===== Entries provided

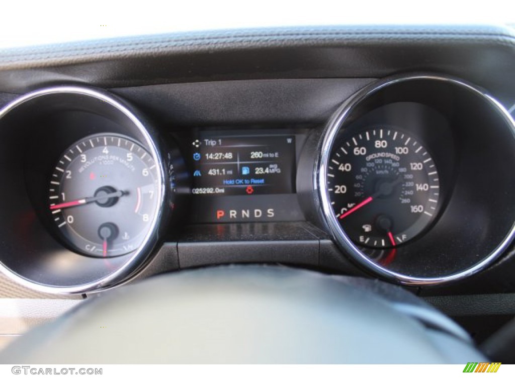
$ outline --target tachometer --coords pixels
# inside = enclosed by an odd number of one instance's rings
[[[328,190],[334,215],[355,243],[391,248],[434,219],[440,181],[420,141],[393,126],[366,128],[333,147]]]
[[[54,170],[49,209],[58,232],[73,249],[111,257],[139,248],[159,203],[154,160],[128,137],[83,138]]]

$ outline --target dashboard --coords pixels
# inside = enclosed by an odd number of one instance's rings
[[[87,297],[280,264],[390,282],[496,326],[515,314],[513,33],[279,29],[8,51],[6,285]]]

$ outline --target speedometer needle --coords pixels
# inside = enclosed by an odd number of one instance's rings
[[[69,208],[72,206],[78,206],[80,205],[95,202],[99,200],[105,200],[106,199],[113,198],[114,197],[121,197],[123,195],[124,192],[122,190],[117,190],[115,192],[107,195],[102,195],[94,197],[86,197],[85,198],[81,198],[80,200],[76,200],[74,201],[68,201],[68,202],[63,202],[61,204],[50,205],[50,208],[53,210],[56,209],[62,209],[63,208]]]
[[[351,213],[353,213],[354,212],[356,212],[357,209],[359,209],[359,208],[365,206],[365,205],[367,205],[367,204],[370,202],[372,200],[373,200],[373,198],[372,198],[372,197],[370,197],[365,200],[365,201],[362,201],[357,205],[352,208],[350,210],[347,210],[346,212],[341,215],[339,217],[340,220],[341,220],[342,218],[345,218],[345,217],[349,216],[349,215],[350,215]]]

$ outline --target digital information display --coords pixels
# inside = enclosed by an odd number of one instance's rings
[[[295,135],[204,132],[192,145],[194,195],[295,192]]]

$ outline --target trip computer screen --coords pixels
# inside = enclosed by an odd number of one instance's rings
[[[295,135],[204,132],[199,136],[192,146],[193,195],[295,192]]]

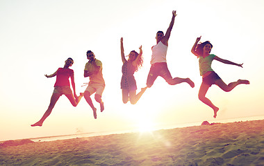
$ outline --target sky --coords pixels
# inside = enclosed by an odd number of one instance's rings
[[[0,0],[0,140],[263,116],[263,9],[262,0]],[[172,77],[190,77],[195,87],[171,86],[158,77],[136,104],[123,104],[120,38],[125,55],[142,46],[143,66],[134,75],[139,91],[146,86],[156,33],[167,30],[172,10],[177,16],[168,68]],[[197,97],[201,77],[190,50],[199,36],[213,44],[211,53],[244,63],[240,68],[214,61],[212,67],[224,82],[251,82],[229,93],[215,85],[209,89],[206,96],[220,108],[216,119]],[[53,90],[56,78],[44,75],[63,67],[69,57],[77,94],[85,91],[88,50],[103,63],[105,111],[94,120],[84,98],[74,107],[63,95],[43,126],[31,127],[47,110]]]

==========
===== Entries provided

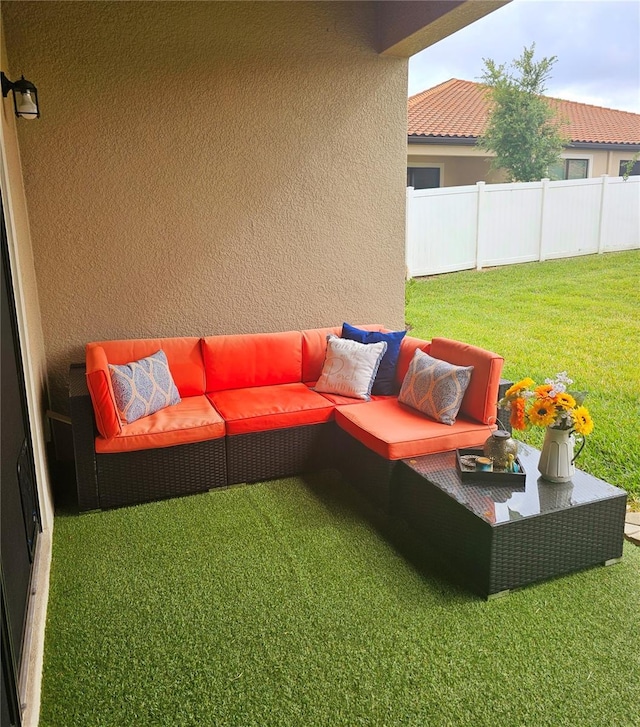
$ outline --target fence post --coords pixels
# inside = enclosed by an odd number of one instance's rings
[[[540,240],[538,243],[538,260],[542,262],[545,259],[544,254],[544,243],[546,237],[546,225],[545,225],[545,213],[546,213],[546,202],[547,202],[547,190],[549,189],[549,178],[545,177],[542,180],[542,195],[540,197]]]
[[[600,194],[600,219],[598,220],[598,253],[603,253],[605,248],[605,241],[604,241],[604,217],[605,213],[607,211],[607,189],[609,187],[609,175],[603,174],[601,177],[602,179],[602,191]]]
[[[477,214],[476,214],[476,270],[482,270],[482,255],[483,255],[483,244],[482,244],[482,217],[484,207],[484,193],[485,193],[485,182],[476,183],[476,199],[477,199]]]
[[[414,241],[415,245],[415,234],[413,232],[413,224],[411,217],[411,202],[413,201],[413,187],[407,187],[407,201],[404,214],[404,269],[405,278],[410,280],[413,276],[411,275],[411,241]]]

==========

* _Exercise aim_
Can you retype the lines that begin at the line containing "screen --coords pixels" and end after the line containing "[[[295,135],[204,132],[199,136],[192,146],[193,195],[295,192]]]"?

* _Complete response_
$ outline --target trip computer screen --coords pixels
# inside = enclosed by an odd number of one instance's rings
[[[295,135],[204,132],[199,136],[192,146],[193,195],[295,192]]]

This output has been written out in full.